- TASK INSTRUCTIONS -
Copy verbatim everything from the line containing "Report the position of each instance of the distant hill" down to the line containing "[[288, 50]]", including both of those lines.

**** ITEMS ****

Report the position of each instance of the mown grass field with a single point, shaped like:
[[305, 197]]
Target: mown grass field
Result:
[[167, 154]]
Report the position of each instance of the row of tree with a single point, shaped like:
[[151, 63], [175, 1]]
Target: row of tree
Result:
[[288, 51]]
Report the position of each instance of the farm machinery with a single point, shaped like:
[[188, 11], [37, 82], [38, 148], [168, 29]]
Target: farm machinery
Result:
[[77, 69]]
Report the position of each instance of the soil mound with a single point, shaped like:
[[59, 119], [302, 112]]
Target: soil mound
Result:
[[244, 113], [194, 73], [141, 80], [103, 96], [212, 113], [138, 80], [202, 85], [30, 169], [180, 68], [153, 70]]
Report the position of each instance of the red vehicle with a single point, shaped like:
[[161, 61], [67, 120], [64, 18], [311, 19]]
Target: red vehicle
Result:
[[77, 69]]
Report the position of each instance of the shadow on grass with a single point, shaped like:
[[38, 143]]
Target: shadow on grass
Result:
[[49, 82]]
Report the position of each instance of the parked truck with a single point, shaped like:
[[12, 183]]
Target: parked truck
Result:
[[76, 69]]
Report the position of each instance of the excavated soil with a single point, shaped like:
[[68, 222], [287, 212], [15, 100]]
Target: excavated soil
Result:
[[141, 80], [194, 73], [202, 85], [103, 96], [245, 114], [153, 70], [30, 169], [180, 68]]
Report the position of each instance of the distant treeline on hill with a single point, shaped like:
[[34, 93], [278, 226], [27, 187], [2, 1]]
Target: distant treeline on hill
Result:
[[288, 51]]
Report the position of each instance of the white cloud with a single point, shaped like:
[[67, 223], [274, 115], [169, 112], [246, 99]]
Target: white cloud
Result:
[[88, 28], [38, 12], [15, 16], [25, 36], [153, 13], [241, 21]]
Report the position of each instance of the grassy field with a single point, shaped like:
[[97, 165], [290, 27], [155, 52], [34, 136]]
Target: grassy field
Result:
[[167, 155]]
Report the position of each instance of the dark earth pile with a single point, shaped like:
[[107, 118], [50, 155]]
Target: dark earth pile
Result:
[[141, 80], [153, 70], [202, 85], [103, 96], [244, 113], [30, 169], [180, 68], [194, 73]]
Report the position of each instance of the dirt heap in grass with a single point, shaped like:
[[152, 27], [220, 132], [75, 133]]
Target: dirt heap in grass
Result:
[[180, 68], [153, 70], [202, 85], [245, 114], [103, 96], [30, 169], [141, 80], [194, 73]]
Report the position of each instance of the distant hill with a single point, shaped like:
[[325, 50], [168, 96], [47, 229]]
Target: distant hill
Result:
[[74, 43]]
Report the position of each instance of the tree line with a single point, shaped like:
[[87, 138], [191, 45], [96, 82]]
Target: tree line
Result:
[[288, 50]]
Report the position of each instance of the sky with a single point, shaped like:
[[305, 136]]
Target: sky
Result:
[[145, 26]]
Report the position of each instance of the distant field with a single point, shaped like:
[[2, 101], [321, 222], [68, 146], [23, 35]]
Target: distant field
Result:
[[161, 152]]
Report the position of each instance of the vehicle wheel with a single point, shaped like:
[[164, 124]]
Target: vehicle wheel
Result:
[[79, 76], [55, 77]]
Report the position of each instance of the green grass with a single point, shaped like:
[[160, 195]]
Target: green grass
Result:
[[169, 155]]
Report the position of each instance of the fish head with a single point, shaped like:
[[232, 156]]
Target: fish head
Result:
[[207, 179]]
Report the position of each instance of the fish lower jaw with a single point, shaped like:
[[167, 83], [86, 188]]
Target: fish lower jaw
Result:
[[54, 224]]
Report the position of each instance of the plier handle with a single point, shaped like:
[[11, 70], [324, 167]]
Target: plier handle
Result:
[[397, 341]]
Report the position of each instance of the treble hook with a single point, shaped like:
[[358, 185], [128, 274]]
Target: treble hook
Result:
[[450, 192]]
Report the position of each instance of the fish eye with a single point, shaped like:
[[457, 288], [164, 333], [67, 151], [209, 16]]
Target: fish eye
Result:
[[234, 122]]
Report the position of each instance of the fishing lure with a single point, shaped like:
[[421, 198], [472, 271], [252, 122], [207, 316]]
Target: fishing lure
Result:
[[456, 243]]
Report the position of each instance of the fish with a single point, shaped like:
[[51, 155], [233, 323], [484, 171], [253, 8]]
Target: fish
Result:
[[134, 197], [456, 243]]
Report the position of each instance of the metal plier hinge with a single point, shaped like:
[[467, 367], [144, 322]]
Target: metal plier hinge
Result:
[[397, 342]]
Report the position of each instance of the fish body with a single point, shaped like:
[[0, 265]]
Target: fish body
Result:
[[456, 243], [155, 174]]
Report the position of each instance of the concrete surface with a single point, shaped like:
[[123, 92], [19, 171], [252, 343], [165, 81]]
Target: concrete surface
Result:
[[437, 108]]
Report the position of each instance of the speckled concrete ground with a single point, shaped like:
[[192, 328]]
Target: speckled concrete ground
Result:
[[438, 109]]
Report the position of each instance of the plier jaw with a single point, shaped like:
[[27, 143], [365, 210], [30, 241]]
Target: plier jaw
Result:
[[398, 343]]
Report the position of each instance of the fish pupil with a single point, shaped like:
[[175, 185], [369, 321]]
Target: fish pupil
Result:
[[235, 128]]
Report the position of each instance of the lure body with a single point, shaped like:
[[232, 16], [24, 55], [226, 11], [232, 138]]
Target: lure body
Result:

****

- TASK SOLUTION -
Report the position of each instance of the distant hill with a single point, shaped like:
[[325, 50], [168, 96], [47, 229]]
Target: distant hill
Result:
[[74, 43]]
Report the position of each instance of the tree line with a single point, shaped like:
[[87, 138], [191, 45], [96, 82]]
Target: tree line
Result:
[[288, 50]]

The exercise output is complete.